WORK TO BE COMPLETED -
Reproduce word for word the lines from the one containing "Please, could you outline where the textured" through the end of the items, both included.

DATA SHOWN -

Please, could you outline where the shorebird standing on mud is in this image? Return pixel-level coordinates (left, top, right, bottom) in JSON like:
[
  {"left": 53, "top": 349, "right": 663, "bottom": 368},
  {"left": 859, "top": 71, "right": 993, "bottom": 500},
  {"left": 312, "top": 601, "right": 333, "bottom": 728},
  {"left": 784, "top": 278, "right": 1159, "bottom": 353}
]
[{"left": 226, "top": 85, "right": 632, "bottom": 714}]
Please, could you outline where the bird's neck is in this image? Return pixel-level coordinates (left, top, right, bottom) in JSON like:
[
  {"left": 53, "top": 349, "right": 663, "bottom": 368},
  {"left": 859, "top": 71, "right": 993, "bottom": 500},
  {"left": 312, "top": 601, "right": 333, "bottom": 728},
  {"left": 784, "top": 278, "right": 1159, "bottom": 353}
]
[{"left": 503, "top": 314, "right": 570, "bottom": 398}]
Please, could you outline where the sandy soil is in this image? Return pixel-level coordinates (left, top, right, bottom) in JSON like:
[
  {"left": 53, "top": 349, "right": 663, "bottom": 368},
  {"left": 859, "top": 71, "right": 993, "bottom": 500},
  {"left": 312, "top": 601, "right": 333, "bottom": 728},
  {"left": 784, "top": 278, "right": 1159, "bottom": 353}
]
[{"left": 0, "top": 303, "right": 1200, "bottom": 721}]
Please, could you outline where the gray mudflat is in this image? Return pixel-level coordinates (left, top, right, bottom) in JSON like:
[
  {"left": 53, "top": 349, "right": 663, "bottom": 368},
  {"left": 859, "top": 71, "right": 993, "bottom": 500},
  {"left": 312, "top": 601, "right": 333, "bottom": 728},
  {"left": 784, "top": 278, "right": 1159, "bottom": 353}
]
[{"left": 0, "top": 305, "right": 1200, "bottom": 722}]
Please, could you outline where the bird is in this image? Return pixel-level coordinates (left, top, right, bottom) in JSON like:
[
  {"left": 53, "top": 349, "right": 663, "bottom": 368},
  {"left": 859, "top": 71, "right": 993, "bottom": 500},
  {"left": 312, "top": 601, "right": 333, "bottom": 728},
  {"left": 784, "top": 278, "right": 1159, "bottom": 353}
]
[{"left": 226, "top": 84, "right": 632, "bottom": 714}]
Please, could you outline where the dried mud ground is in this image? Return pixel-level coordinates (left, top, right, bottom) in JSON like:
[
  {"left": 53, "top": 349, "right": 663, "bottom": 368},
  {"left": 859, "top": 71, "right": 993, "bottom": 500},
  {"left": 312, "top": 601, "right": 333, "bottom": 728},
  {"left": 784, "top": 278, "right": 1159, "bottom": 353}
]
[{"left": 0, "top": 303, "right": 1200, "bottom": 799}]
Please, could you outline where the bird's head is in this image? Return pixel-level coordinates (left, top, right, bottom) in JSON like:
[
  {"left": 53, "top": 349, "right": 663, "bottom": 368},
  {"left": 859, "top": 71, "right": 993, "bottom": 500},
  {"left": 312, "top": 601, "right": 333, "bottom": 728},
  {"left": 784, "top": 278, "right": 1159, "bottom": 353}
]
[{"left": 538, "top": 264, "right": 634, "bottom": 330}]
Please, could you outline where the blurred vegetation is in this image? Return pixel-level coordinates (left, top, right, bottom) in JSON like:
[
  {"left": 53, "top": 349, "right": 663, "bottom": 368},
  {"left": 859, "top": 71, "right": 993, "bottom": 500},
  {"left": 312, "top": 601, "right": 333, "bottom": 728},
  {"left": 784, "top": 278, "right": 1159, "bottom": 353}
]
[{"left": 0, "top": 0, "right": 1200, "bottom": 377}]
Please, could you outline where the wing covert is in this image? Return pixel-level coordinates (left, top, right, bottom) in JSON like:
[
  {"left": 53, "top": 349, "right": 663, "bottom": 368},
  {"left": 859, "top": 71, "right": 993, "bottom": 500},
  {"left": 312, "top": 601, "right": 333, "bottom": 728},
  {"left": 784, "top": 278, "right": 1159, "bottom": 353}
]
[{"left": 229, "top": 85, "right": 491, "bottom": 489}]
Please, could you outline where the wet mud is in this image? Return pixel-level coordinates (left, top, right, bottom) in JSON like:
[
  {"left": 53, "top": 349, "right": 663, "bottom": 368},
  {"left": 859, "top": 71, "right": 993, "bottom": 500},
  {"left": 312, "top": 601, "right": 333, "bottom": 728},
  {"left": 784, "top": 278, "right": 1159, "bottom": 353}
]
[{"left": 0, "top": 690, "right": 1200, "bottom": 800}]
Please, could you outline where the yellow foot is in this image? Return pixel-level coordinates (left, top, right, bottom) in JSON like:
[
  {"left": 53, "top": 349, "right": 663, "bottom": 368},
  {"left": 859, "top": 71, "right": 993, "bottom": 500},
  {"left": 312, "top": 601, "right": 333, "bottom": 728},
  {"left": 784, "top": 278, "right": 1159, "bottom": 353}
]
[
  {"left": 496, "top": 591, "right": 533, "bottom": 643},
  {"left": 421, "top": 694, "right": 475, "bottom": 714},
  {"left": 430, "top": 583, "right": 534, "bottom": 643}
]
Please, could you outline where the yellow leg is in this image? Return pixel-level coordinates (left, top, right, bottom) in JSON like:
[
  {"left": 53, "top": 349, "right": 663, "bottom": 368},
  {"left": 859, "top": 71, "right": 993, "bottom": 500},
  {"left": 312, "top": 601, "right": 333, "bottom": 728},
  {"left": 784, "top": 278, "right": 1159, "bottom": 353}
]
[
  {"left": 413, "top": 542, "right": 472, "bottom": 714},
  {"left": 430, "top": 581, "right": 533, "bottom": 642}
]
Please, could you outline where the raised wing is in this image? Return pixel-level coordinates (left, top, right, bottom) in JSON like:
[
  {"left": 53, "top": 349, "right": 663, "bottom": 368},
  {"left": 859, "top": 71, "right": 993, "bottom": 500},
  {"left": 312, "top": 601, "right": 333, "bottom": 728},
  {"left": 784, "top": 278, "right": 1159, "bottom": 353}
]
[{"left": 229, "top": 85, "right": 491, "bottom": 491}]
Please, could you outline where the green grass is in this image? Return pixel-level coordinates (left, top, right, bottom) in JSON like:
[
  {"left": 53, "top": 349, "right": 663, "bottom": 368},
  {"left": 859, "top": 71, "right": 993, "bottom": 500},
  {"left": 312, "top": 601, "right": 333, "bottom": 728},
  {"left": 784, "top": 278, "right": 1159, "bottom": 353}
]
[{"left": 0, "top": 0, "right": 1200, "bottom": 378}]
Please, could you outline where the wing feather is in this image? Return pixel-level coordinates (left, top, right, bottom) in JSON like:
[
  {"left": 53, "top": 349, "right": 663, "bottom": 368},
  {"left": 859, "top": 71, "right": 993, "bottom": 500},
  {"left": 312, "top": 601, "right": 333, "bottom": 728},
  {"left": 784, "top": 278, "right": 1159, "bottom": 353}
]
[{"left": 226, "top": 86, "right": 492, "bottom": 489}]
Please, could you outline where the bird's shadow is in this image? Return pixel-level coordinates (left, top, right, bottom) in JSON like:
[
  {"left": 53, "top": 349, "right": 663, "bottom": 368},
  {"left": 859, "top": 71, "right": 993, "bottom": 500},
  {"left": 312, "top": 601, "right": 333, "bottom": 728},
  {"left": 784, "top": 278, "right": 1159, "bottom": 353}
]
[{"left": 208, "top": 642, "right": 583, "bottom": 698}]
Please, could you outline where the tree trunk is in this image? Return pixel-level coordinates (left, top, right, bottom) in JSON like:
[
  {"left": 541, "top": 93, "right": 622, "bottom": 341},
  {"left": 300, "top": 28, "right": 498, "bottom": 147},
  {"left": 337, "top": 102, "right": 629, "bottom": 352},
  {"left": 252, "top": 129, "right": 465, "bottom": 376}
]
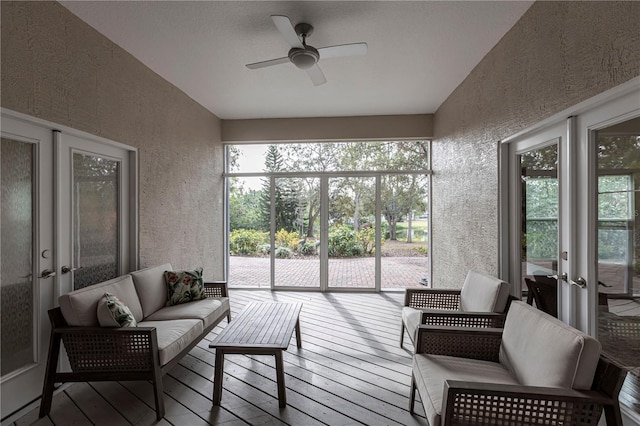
[{"left": 353, "top": 194, "right": 360, "bottom": 232}]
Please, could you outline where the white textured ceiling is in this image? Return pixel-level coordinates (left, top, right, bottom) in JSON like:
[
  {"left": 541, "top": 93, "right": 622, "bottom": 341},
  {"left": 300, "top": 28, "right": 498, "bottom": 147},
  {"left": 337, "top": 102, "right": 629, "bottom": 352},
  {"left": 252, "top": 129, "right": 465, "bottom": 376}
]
[{"left": 61, "top": 1, "right": 533, "bottom": 119}]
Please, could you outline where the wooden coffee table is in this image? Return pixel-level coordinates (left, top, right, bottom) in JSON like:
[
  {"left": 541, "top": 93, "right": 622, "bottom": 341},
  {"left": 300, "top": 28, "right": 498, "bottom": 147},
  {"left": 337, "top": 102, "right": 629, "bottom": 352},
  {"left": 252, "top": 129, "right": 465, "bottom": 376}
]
[{"left": 209, "top": 302, "right": 302, "bottom": 407}]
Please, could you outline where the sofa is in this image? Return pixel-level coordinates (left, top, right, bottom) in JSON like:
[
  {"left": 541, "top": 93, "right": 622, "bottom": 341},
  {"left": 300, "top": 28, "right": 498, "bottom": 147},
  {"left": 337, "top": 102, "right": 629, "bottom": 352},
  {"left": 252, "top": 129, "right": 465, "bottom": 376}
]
[
  {"left": 400, "top": 271, "right": 513, "bottom": 347},
  {"left": 40, "top": 263, "right": 231, "bottom": 420},
  {"left": 409, "top": 302, "right": 626, "bottom": 426}
]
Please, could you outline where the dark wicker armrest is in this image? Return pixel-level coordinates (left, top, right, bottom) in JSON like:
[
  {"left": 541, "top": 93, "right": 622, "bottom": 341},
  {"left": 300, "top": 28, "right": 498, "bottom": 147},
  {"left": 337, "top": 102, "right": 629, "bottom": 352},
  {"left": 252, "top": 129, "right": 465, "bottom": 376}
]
[
  {"left": 420, "top": 309, "right": 507, "bottom": 328},
  {"left": 415, "top": 325, "right": 502, "bottom": 362},
  {"left": 53, "top": 327, "right": 158, "bottom": 373},
  {"left": 404, "top": 288, "right": 461, "bottom": 310},
  {"left": 204, "top": 281, "right": 229, "bottom": 297},
  {"left": 442, "top": 380, "right": 612, "bottom": 426}
]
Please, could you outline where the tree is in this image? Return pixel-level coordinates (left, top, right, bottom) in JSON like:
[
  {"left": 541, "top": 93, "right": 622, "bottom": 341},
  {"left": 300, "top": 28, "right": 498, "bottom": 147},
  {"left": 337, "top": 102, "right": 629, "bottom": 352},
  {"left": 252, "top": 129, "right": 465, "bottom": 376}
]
[{"left": 260, "top": 145, "right": 299, "bottom": 232}]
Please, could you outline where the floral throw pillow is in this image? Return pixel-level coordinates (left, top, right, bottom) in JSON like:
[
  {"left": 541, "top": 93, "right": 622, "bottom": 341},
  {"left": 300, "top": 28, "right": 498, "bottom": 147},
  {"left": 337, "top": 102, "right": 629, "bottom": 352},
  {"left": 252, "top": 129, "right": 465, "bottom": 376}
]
[
  {"left": 164, "top": 268, "right": 207, "bottom": 306},
  {"left": 98, "top": 293, "right": 138, "bottom": 327}
]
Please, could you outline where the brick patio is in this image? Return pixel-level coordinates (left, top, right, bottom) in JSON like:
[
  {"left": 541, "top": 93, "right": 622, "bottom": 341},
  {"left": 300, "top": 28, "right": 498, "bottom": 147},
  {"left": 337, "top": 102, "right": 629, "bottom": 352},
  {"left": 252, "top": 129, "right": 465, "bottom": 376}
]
[{"left": 229, "top": 256, "right": 427, "bottom": 289}]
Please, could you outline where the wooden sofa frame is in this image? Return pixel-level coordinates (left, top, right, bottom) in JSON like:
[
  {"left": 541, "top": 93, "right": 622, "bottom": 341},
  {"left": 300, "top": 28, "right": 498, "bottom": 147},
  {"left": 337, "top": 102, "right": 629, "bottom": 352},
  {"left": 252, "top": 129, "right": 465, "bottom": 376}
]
[
  {"left": 40, "top": 281, "right": 231, "bottom": 420},
  {"left": 409, "top": 326, "right": 626, "bottom": 426},
  {"left": 400, "top": 288, "right": 518, "bottom": 347}
]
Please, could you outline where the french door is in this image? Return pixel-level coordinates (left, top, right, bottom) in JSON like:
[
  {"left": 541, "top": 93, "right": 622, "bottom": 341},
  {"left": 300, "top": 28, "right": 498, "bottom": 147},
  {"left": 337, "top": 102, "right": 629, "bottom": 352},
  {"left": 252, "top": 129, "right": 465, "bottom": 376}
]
[
  {"left": 0, "top": 111, "right": 137, "bottom": 420},
  {"left": 501, "top": 79, "right": 640, "bottom": 421},
  {"left": 0, "top": 116, "right": 56, "bottom": 418}
]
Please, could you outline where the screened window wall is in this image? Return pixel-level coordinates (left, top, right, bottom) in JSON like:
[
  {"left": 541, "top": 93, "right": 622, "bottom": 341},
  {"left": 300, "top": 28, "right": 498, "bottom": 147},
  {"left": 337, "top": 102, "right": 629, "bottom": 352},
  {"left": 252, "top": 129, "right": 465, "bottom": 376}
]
[{"left": 225, "top": 140, "right": 430, "bottom": 291}]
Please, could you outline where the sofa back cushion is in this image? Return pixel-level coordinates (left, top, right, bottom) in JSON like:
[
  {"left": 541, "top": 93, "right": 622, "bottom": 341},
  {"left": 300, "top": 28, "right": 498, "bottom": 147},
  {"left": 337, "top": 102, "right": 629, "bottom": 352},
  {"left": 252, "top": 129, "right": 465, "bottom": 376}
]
[
  {"left": 460, "top": 271, "right": 511, "bottom": 312},
  {"left": 58, "top": 275, "right": 142, "bottom": 327},
  {"left": 500, "top": 302, "right": 600, "bottom": 389},
  {"left": 131, "top": 263, "right": 173, "bottom": 318}
]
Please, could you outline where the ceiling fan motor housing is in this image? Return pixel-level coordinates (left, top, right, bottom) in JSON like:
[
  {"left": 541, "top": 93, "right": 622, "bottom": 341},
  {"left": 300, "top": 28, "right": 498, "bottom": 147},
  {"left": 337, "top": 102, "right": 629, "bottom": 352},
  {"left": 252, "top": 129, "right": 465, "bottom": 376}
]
[{"left": 289, "top": 45, "right": 320, "bottom": 70}]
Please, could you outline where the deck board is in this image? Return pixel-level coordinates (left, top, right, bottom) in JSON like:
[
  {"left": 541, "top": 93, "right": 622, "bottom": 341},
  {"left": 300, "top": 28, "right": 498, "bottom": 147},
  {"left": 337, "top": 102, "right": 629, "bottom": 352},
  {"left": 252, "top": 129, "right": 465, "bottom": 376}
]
[{"left": 15, "top": 289, "right": 426, "bottom": 426}]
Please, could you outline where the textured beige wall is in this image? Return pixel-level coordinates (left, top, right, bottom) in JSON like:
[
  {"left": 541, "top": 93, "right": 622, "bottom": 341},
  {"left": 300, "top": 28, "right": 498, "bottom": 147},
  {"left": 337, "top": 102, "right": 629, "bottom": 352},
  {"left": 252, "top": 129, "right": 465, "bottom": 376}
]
[
  {"left": 1, "top": 1, "right": 223, "bottom": 278},
  {"left": 431, "top": 2, "right": 640, "bottom": 287},
  {"left": 222, "top": 114, "right": 433, "bottom": 142}
]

WRITTEN ANSWER -
Please, could you outline where the textured beige wall is in this image? Return pixel-level coordinates (left, top, right, bottom) in JSON like:
[
  {"left": 541, "top": 93, "right": 622, "bottom": 341},
  {"left": 300, "top": 28, "right": 498, "bottom": 147},
  {"left": 337, "top": 102, "right": 629, "bottom": 352},
  {"left": 252, "top": 129, "right": 465, "bottom": 376}
]
[
  {"left": 1, "top": 1, "right": 223, "bottom": 278},
  {"left": 431, "top": 2, "right": 640, "bottom": 287},
  {"left": 222, "top": 114, "right": 433, "bottom": 142}
]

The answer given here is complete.